* WHAT THE TASK ASKS
In this exercise, each record below is to be written out again exactly.

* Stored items
···
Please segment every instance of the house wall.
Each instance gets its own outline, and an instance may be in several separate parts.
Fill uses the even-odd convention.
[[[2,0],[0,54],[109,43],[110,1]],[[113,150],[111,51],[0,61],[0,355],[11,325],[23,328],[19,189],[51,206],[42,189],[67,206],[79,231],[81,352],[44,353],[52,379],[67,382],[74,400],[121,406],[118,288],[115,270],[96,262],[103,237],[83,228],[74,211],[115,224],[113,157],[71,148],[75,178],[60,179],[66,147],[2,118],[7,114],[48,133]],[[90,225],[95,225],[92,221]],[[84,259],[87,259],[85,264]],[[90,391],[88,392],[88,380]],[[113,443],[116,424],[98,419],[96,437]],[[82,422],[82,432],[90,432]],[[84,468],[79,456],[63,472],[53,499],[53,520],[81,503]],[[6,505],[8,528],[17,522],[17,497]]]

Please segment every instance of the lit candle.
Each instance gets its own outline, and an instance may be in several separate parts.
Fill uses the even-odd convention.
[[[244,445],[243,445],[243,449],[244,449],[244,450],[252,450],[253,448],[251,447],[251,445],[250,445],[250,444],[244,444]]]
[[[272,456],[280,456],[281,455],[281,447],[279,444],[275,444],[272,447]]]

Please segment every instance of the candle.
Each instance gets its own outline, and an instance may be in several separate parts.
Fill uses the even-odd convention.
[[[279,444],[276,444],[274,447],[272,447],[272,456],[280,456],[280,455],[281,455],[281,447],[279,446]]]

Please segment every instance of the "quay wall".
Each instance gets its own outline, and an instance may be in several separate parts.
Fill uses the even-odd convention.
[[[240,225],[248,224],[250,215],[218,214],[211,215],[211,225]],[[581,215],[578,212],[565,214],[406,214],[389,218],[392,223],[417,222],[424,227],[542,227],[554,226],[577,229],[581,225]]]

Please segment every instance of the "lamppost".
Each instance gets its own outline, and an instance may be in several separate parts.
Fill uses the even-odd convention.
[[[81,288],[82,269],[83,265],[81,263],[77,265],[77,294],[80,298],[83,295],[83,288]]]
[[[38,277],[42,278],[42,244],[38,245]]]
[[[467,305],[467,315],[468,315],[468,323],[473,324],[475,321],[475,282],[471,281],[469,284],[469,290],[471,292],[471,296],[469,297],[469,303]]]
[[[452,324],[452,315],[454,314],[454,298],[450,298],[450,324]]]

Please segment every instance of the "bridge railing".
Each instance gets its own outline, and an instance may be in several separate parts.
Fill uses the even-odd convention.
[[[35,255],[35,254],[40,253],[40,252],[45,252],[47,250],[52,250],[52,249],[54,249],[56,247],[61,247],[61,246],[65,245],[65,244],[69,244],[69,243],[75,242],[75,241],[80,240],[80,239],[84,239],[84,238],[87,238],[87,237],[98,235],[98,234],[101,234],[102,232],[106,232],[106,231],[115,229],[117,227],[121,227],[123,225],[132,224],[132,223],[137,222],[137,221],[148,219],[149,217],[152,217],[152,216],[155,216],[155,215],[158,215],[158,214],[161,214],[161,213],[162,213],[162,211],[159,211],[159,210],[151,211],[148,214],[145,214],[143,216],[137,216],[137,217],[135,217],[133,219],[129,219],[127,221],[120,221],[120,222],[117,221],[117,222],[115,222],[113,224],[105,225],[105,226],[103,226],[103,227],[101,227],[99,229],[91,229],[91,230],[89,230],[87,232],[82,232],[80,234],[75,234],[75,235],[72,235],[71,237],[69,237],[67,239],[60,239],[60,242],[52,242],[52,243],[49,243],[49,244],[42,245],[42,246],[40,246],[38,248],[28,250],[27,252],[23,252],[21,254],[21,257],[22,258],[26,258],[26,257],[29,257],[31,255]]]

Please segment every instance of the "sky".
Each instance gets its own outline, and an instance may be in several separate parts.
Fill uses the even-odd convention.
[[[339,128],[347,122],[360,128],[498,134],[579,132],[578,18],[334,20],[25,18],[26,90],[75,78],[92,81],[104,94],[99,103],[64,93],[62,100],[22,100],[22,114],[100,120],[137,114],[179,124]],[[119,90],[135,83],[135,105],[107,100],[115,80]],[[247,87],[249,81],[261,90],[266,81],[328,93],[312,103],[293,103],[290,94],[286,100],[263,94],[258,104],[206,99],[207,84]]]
···
* ANSWER BOX
Please segment every instance of the house wall.
Each instance gets its own outline, and an instance may be in several separate parts.
Fill uses the even-odd convention.
[[[2,0],[0,54],[109,43],[110,1]],[[113,150],[111,51],[0,61],[0,355],[11,325],[23,328],[19,189],[51,206],[42,189],[67,206],[79,231],[81,352],[44,353],[52,379],[67,382],[74,400],[121,406],[118,288],[115,270],[96,262],[103,237],[83,228],[74,211],[115,224],[113,157],[71,148],[75,178],[60,179],[66,147],[2,118],[7,114],[48,133]],[[90,225],[95,225],[92,221]],[[84,259],[87,259],[85,264]],[[90,391],[88,392],[88,380]],[[113,443],[116,424],[98,419],[96,437]],[[82,422],[82,432],[90,432]],[[84,468],[79,456],[63,472],[53,499],[53,520],[81,503]],[[6,505],[8,528],[17,522],[17,497]]]

Please segment every instance of the lit candle.
Each instance gets its own outline, and an instance may be in several separate parts.
Fill uses the even-odd convention.
[[[244,445],[243,445],[243,449],[244,449],[244,450],[252,450],[253,448],[251,447],[251,445],[250,445],[250,444],[244,444]]]
[[[272,456],[280,456],[281,455],[281,447],[279,444],[275,444],[272,447]]]

Please segment every instance of the candle.
Each instance gets its own outline, and an instance may be in several separate parts.
Fill uses the even-odd convention.
[[[279,444],[276,444],[274,447],[272,447],[272,456],[280,456],[280,455],[281,455],[281,447],[279,446]]]

Please segment every instance of the "quay wall".
Each instance gets its own outline, and an instance may be in several separate parts.
Fill uses the even-odd convention.
[[[240,225],[248,224],[250,215],[218,214],[211,215],[211,225]],[[581,215],[578,212],[565,214],[406,214],[389,218],[392,223],[417,222],[424,227],[542,227],[554,226],[577,229],[581,225]]]

Please segment every instance of the "lamppost".
Each instance gets its own outline, and an instance may be in several separate parts.
Fill uses the even-odd convention.
[[[81,288],[82,269],[83,265],[81,263],[77,265],[77,294],[80,298],[83,295],[83,288]]]
[[[38,277],[42,278],[42,244],[38,245]]]
[[[467,305],[467,315],[468,315],[468,323],[473,324],[475,321],[475,282],[471,281],[469,284],[469,290],[471,292],[471,296],[469,297],[469,303]]]
[[[452,324],[452,315],[454,314],[454,298],[450,298],[450,324]]]

Please segment every instance of the "bridge railing".
Each instance gets its own outline, and an instance may be in several separate parts.
Fill uses the even-odd convention.
[[[35,255],[35,254],[40,253],[40,252],[45,252],[47,250],[52,250],[52,249],[54,249],[56,247],[61,247],[61,246],[65,245],[65,244],[69,244],[69,243],[75,242],[75,241],[80,240],[80,239],[84,239],[84,238],[87,238],[87,237],[98,235],[98,234],[101,234],[102,232],[106,232],[106,231],[115,229],[117,227],[121,227],[123,225],[132,224],[132,223],[137,222],[137,221],[148,219],[149,217],[152,217],[152,216],[155,216],[155,215],[158,215],[158,214],[161,214],[161,213],[162,213],[162,211],[159,211],[159,210],[151,211],[148,214],[145,214],[143,216],[137,216],[137,217],[135,217],[133,219],[129,219],[127,221],[120,221],[120,222],[117,221],[117,222],[115,222],[113,224],[105,225],[105,226],[103,226],[103,227],[101,227],[99,229],[91,229],[91,230],[89,230],[87,232],[82,232],[80,234],[75,234],[75,235],[72,235],[71,237],[69,237],[67,239],[60,239],[60,242],[52,242],[52,243],[49,243],[49,244],[42,245],[42,246],[40,246],[38,248],[28,250],[27,252],[23,252],[21,254],[21,257],[22,258],[26,258],[26,257],[29,257],[31,255]]]

Please segment every instance of the "sky".
Each instance gets its own outline, and an instance may be in several separate parts.
Fill uses the even-odd convention.
[[[339,128],[347,122],[360,128],[498,134],[579,132],[578,18],[334,20],[25,18],[26,90],[75,78],[92,81],[104,94],[99,103],[64,93],[62,100],[22,100],[22,114],[100,120],[137,114],[179,124]],[[119,90],[135,83],[135,105],[107,100],[115,80]],[[247,87],[249,81],[261,90],[266,81],[328,93],[312,103],[293,103],[290,94],[286,100],[263,94],[258,104],[206,99],[207,84]]]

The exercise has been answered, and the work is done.